Data in this exercise
__________

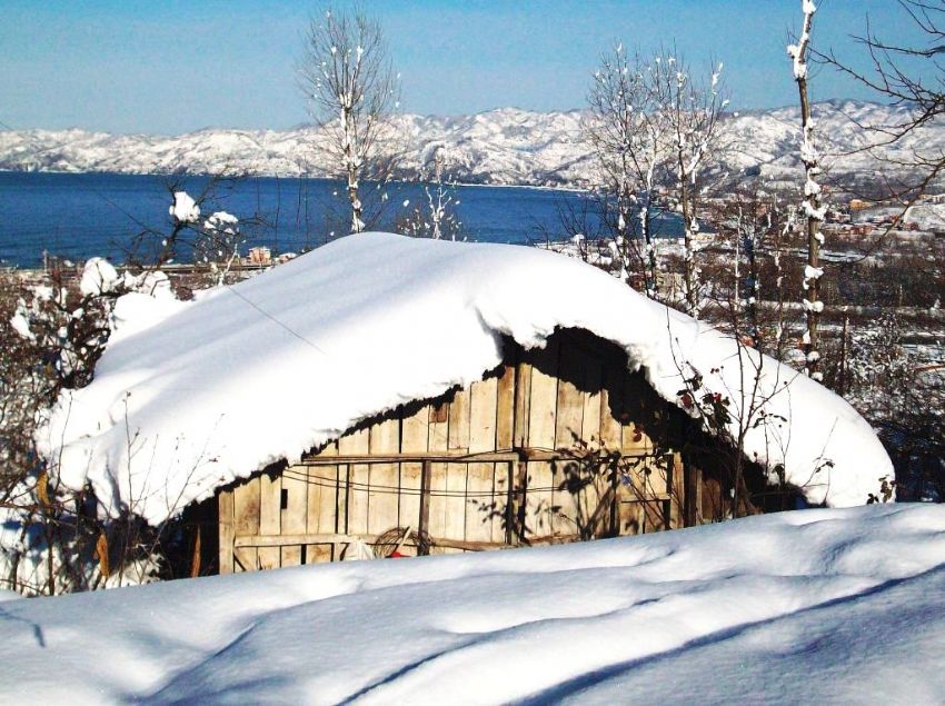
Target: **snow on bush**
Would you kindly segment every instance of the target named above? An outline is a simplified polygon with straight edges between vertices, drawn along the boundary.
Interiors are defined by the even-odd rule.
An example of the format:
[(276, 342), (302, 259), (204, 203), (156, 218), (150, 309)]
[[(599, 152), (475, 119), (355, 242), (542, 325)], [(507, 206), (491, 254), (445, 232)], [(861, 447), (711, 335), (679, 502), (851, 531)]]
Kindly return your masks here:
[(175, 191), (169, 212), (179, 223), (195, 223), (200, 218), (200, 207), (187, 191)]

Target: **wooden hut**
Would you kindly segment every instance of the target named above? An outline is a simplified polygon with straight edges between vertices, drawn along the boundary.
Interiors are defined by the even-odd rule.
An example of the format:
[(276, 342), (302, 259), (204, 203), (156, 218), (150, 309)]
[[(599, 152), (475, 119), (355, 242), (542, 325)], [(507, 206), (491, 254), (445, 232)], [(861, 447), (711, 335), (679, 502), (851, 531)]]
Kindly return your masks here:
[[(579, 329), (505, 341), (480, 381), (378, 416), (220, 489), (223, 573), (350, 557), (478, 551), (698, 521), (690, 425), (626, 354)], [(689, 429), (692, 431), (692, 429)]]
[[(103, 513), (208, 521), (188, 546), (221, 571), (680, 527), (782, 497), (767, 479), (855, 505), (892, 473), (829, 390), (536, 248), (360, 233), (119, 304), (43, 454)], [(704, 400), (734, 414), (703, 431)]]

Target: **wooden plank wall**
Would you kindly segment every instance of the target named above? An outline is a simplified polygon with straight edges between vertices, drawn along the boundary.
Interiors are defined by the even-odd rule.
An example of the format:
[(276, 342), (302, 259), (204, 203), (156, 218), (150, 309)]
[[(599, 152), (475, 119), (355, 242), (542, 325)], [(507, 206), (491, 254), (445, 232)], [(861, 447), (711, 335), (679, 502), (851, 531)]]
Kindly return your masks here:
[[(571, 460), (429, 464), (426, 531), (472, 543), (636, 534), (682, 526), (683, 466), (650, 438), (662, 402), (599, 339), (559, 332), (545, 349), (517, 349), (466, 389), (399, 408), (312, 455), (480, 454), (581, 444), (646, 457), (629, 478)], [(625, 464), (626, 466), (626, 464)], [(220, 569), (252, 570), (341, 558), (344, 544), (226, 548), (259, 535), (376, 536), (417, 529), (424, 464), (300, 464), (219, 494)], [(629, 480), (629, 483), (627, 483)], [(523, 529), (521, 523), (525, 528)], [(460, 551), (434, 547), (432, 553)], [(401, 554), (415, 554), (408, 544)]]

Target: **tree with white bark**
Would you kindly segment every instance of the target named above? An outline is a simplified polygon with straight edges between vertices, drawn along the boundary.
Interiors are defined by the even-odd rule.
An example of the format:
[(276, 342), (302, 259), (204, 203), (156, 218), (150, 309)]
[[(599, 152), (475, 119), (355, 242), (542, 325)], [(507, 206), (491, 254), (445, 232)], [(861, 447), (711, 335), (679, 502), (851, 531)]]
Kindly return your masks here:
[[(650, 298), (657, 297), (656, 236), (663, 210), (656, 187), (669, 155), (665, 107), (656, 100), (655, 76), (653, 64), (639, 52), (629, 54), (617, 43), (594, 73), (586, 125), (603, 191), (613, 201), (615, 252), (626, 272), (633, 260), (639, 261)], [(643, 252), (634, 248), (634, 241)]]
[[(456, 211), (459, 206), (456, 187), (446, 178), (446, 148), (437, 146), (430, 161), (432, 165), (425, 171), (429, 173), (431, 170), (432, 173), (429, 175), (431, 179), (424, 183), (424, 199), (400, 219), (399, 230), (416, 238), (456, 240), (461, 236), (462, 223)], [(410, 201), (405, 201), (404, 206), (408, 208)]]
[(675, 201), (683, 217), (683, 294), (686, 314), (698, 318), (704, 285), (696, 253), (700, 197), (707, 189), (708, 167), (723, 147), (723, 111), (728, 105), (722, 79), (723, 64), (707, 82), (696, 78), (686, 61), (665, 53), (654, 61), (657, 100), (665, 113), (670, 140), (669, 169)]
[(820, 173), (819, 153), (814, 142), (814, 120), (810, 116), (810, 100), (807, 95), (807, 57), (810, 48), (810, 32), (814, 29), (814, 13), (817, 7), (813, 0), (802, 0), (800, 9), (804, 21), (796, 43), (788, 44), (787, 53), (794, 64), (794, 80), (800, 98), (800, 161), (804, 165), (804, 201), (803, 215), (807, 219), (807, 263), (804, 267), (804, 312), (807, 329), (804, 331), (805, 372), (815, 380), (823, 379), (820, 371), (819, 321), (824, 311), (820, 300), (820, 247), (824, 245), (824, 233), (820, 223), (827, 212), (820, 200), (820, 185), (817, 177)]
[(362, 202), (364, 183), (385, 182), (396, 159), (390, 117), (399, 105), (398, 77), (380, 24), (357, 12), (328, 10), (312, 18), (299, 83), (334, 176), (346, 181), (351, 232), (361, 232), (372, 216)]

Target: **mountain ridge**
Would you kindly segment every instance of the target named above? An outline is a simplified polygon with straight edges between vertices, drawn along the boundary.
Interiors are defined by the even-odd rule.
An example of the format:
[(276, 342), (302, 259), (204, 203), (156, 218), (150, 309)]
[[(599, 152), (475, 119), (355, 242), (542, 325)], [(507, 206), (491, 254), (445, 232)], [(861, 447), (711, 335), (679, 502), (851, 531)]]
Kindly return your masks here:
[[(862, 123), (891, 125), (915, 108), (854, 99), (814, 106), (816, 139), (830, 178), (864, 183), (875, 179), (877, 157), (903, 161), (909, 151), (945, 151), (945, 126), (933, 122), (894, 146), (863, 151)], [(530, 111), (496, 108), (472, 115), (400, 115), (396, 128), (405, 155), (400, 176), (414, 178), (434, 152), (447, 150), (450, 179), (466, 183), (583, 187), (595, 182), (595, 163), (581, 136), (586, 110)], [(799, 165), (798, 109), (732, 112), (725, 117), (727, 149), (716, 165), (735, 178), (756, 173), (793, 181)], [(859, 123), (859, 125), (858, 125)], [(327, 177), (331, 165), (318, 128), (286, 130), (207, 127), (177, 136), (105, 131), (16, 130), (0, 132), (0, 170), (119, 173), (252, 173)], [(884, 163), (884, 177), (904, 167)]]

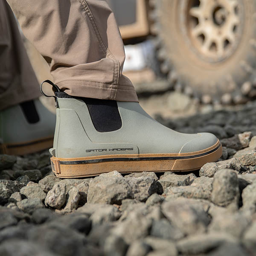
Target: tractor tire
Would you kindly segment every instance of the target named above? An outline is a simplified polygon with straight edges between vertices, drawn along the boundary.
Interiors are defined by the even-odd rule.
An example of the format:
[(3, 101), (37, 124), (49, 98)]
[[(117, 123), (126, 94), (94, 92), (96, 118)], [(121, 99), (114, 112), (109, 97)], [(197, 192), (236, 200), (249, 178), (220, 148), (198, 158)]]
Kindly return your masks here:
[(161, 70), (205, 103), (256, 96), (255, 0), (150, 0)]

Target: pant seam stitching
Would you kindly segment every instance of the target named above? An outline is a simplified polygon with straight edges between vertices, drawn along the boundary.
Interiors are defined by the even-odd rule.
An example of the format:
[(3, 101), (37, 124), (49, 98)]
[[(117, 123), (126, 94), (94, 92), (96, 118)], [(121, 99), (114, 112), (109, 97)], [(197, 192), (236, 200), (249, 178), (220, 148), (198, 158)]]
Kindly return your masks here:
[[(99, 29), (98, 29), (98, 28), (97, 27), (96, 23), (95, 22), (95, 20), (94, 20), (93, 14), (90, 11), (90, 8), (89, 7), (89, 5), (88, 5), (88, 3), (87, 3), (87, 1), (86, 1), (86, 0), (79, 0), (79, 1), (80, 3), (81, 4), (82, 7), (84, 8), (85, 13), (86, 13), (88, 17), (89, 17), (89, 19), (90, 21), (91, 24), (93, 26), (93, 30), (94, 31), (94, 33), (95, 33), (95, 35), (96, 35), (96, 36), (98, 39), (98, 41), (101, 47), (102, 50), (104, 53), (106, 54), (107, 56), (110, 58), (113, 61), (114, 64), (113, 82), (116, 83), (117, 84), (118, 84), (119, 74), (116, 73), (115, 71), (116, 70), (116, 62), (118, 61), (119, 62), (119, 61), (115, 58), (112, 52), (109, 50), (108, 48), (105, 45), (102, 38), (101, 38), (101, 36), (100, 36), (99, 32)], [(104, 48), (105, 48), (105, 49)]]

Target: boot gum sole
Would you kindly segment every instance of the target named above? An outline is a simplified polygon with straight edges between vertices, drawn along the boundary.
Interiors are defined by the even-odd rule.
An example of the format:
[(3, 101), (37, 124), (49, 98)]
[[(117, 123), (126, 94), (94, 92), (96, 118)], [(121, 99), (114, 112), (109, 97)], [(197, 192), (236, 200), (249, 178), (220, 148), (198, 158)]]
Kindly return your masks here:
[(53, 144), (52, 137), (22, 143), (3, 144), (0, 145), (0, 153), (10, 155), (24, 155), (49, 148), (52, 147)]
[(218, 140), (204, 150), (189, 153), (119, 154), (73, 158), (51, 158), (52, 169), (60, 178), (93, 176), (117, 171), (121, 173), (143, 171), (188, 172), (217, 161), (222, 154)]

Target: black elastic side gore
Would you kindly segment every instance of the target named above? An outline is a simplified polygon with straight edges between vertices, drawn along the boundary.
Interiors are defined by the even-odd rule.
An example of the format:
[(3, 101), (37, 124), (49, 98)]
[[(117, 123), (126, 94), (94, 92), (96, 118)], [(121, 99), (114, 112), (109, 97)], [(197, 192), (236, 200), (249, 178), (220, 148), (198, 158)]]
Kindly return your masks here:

__________

Task objective
Switch "simplified polygon" to "simple polygon" in the records from the line with "Target: tractor tire" to the line with "48), (105, 49)]]", leaving everything else unchanged, and give back only those lines.

Final result
Target: tractor tire
Would you kindly segment every instance of the target named above? An outline is a simple polygon with straight edges between vertices, drawn along the boundary.
Interiors are defined by the even-odd rule.
An example of the format:
[(3, 101), (37, 124), (49, 98)]
[[(117, 123), (126, 94), (94, 92), (96, 118)], [(121, 99), (114, 112), (109, 97)], [(197, 192), (236, 200), (249, 178), (220, 148), (198, 158)]]
Kindly return your masks here:
[(161, 70), (205, 103), (256, 96), (255, 0), (150, 0)]

Target: pant seam stitching
Would you kindly segment every instance of the target named above? An outline is a simple polygon with straight edges between vertices, drawn along the boundary.
Interiors are defined by the even-odd rule.
An example of the format:
[(3, 101), (37, 124), (49, 98)]
[[(117, 123), (126, 94), (94, 92), (96, 118)], [(121, 99), (114, 112), (109, 97)], [(197, 192), (236, 200), (249, 178), (220, 148), (198, 158)]]
Kindly return your masks here:
[[(99, 29), (98, 29), (98, 28), (97, 27), (96, 23), (95, 22), (95, 20), (94, 20), (93, 14), (90, 11), (90, 8), (89, 7), (89, 5), (88, 5), (88, 3), (87, 3), (87, 1), (86, 1), (86, 0), (79, 0), (79, 1), (80, 3), (81, 4), (82, 7), (84, 8), (85, 13), (86, 13), (88, 17), (89, 17), (89, 19), (90, 21), (91, 24), (93, 26), (93, 30), (94, 31), (94, 33), (95, 33), (95, 35), (96, 35), (96, 36), (98, 39), (98, 41), (101, 47), (102, 50), (104, 53), (106, 54), (107, 56), (110, 58), (113, 61), (114, 64), (113, 82), (116, 83), (117, 84), (118, 84), (119, 74), (116, 73), (115, 71), (116, 70), (116, 62), (118, 61), (119, 62), (119, 61), (115, 58), (112, 52), (109, 50), (108, 48), (105, 45), (102, 38), (101, 38), (101, 36), (100, 36), (99, 32)], [(104, 48), (105, 48), (105, 49)]]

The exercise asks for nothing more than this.